What the task asks>
Copy out, with no changes, every line below from the one containing "Task: Indicate the wooden roof" down to the end of the items.

Recorded information start

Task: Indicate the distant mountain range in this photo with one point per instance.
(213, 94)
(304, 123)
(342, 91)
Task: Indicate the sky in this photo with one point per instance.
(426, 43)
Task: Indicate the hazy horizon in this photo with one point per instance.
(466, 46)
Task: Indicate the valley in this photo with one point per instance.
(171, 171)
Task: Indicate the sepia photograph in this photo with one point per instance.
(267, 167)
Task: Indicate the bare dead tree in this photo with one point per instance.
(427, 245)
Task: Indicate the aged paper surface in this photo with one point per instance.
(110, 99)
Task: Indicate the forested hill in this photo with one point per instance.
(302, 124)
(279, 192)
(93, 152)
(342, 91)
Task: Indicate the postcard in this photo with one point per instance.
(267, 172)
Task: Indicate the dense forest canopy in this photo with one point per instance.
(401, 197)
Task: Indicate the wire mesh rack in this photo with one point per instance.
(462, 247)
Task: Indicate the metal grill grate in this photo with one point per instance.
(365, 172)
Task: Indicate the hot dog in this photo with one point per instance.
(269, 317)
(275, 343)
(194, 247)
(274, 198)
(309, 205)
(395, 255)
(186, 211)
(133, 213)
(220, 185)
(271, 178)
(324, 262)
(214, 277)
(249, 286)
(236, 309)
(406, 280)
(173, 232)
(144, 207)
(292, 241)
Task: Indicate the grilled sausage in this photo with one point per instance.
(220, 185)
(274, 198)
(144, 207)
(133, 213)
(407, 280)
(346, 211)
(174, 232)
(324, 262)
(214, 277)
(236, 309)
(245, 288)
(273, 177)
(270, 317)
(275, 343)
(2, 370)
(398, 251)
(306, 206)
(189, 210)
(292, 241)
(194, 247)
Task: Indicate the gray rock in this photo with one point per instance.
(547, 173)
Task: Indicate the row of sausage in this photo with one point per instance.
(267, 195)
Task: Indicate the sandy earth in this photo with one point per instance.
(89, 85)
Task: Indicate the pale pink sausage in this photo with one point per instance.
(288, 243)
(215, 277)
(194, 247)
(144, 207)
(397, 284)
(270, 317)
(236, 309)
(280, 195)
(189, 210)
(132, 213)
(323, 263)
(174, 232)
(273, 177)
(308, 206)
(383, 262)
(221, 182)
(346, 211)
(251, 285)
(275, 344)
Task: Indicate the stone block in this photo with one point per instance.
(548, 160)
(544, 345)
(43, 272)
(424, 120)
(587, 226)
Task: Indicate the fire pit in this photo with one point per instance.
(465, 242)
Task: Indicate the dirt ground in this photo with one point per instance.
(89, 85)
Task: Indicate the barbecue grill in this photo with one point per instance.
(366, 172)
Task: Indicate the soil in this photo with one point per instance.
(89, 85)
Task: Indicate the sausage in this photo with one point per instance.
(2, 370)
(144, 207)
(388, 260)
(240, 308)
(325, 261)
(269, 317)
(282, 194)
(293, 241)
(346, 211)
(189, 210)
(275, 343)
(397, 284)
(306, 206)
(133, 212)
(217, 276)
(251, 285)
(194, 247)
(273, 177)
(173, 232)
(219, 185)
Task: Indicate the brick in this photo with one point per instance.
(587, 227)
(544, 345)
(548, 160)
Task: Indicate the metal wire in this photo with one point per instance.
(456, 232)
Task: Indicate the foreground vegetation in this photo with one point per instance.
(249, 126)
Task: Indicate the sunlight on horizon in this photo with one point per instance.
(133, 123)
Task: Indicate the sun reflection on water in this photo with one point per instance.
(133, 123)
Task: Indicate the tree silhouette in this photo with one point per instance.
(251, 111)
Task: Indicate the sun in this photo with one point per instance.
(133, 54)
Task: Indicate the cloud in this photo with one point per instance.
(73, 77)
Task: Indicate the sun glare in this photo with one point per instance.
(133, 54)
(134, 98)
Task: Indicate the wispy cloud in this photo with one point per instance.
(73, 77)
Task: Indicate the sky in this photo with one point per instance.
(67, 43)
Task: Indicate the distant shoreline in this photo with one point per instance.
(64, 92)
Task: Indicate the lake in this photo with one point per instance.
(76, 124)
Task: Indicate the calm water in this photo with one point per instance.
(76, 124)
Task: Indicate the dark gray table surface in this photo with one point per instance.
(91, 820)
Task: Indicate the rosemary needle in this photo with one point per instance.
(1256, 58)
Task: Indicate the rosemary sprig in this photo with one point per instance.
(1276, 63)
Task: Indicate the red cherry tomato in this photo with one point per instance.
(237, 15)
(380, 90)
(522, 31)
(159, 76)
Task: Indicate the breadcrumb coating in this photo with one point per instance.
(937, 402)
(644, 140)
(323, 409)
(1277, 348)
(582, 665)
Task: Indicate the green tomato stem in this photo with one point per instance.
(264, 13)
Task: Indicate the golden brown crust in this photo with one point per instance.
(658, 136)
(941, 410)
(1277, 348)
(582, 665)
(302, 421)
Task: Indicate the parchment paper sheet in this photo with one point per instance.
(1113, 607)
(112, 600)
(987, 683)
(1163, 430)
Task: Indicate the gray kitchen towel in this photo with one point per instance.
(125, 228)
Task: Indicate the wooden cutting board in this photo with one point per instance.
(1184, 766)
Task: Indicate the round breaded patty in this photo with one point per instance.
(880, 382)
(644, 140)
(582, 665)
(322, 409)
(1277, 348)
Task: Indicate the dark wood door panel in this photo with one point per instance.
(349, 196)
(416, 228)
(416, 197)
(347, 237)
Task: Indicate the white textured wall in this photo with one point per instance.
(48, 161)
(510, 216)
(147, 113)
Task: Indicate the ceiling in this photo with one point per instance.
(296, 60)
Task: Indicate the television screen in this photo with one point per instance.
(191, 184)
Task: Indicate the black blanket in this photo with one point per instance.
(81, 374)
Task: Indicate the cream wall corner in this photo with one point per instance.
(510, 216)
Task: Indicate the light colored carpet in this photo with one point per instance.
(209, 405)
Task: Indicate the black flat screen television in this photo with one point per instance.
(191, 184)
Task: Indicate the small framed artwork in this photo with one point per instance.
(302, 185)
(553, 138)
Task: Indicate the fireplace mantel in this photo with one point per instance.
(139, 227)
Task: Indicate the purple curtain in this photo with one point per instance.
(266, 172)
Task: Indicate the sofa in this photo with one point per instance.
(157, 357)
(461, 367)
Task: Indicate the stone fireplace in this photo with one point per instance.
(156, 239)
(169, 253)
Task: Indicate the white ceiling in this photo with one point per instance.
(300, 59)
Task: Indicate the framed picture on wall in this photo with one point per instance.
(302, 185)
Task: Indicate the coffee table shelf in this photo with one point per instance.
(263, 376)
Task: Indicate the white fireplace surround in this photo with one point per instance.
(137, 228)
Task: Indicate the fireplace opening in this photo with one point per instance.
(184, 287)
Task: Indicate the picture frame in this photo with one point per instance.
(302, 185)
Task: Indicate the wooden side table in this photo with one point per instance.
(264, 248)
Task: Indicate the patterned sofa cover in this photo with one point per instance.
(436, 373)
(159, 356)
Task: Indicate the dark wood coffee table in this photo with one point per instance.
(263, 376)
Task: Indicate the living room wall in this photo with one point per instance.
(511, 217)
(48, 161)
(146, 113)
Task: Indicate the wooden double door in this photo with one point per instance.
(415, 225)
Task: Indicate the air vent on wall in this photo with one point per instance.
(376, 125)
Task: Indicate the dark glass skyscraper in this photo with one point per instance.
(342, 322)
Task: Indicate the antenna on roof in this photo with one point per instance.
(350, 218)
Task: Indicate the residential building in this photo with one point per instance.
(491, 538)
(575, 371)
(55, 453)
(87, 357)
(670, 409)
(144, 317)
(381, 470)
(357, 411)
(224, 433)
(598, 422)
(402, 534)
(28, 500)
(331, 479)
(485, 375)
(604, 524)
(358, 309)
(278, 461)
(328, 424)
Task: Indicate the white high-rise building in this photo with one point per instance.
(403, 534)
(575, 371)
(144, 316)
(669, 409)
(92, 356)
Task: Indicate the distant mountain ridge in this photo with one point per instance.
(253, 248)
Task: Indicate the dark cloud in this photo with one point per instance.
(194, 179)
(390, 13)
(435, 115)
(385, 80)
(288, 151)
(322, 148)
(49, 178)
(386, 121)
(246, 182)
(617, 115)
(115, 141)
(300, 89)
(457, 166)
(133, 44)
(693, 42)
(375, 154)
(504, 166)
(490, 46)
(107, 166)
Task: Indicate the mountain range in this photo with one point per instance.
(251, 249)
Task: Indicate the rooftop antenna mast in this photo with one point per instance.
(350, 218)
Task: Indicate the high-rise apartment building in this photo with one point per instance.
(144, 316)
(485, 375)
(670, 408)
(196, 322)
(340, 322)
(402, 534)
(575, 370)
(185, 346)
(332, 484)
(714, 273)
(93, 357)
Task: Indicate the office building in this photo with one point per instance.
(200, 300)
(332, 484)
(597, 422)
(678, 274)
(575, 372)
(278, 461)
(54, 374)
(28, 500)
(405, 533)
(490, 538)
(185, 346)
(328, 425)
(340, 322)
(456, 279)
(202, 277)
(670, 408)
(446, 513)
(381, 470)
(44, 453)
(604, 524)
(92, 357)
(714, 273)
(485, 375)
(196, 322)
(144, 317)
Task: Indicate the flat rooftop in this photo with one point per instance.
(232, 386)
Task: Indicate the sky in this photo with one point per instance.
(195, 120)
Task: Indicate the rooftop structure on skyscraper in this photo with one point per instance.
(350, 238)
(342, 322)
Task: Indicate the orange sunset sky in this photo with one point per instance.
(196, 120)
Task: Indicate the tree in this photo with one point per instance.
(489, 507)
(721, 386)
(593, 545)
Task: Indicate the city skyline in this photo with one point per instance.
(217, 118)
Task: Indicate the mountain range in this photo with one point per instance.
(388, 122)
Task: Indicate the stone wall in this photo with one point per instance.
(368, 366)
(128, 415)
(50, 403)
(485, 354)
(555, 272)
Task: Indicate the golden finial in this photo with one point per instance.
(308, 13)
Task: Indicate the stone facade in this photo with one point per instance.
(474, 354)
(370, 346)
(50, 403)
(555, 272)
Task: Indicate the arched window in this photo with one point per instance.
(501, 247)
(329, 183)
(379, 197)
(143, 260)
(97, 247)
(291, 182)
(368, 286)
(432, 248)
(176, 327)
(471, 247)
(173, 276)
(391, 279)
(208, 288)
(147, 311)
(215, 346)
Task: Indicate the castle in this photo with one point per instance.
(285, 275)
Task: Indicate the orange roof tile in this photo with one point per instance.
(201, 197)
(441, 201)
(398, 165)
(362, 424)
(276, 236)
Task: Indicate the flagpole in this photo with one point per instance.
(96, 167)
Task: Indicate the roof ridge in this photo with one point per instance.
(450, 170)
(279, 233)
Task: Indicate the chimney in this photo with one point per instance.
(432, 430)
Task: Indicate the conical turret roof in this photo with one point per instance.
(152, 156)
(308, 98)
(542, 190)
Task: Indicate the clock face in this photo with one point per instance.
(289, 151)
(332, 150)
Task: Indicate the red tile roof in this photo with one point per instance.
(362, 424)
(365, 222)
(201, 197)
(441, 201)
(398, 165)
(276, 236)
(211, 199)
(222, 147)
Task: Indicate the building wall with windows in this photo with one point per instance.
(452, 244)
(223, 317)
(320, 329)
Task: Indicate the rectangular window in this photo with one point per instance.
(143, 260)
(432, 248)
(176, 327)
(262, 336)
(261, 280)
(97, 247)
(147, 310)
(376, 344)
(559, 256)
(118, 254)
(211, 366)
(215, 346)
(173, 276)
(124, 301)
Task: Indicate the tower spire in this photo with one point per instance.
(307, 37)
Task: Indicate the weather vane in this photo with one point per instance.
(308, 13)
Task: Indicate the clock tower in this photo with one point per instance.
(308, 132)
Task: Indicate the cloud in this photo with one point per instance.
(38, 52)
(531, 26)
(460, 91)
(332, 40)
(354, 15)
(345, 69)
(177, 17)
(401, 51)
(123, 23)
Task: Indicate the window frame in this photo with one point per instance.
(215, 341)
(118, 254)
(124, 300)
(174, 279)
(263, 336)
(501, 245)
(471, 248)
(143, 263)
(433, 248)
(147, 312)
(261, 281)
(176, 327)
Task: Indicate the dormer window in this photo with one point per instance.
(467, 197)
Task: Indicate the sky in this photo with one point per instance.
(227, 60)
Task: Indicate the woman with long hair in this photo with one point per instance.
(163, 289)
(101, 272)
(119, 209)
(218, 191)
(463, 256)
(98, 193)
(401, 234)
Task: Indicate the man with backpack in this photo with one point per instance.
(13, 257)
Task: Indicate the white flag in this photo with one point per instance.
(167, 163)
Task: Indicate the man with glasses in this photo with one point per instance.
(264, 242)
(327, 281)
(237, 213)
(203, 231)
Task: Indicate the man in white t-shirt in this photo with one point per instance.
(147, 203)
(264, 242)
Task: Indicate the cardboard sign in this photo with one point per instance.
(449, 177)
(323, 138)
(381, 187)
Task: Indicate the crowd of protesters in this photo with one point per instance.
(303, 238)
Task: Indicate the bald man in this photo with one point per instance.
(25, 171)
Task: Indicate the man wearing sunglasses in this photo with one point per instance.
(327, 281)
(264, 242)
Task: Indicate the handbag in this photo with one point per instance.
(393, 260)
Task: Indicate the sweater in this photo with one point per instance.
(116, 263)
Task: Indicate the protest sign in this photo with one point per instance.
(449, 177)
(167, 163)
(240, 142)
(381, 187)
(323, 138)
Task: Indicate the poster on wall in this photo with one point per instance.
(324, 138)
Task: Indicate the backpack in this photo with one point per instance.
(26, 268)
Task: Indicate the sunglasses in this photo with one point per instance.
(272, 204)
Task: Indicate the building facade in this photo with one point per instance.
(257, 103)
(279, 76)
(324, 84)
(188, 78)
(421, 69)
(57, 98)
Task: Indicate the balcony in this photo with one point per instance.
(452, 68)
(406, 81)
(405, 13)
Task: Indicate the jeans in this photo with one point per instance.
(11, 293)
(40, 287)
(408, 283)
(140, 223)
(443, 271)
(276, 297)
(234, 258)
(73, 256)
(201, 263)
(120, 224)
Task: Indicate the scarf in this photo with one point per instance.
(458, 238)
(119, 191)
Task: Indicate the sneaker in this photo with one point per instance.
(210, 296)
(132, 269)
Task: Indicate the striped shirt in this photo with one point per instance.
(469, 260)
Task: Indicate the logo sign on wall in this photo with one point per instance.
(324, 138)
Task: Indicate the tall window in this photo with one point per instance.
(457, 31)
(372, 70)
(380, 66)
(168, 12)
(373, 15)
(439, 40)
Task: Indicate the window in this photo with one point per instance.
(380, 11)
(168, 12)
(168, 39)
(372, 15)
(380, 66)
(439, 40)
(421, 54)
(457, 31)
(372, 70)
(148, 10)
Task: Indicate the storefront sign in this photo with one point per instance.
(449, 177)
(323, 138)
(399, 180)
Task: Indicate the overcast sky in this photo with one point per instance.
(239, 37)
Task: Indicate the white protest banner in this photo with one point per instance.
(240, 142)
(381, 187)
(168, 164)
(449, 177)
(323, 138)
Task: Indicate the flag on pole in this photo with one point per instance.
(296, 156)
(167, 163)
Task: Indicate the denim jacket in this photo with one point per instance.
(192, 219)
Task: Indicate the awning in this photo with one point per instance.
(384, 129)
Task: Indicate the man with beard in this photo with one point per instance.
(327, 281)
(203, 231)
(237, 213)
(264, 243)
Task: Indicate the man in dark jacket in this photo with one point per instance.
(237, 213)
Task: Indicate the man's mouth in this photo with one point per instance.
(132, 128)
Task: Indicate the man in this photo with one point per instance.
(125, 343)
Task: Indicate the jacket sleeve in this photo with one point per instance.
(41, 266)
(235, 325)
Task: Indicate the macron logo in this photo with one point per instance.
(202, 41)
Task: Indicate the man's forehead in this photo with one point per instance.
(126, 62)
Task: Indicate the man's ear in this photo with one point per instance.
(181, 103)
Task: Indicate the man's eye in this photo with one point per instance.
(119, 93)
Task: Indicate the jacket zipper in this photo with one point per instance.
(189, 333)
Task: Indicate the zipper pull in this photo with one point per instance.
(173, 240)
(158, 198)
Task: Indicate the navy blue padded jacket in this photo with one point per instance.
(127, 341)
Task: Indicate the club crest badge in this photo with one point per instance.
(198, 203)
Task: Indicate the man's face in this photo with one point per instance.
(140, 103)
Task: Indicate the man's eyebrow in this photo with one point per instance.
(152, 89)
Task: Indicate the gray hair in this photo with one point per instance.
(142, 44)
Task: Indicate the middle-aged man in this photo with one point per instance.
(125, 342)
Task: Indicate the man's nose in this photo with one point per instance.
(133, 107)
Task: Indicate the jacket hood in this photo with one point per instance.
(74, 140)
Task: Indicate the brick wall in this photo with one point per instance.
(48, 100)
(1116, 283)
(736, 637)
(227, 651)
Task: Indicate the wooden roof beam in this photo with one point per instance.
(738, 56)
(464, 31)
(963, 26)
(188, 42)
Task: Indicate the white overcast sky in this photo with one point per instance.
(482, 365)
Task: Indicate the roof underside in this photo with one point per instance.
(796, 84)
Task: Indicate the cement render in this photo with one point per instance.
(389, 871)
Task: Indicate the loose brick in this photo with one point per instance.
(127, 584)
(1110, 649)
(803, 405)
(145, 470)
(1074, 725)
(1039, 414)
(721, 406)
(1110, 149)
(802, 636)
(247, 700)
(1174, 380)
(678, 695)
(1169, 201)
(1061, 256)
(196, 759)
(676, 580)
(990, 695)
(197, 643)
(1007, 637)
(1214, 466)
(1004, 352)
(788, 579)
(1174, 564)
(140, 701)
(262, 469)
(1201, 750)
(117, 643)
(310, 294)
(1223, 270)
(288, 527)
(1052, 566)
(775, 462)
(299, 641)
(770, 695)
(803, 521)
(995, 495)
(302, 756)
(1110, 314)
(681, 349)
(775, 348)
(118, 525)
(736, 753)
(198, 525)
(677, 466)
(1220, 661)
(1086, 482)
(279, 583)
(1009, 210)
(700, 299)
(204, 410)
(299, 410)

Recorded information end

Exercise output>
Task: Indicate the wooden roof beam in this photo with one point per instance.
(738, 56)
(464, 31)
(963, 26)
(188, 42)
Task: Indicate the white overcast sky in this photo with one point per instance.
(482, 365)
Task: Indicate the roof underside in this photo with one point per instance.
(796, 84)
Task: Indicate the cement render in this photo with one point per instance.
(389, 871)
Task: Indicate the loose brick in this photo with one point per instance.
(127, 584)
(1110, 649)
(803, 405)
(145, 470)
(1074, 725)
(1039, 414)
(721, 406)
(1110, 149)
(802, 636)
(247, 700)
(1174, 380)
(678, 695)
(1169, 201)
(1061, 256)
(196, 759)
(676, 580)
(990, 695)
(197, 643)
(1007, 637)
(1214, 466)
(1004, 352)
(788, 579)
(1174, 564)
(140, 701)
(262, 469)
(1201, 750)
(117, 643)
(310, 294)
(1223, 270)
(288, 527)
(1052, 566)
(775, 462)
(299, 641)
(770, 695)
(803, 521)
(995, 495)
(302, 756)
(1110, 314)
(681, 349)
(775, 348)
(118, 525)
(736, 753)
(198, 525)
(677, 466)
(1220, 661)
(1086, 482)
(279, 583)
(1009, 210)
(700, 299)
(204, 410)
(299, 410)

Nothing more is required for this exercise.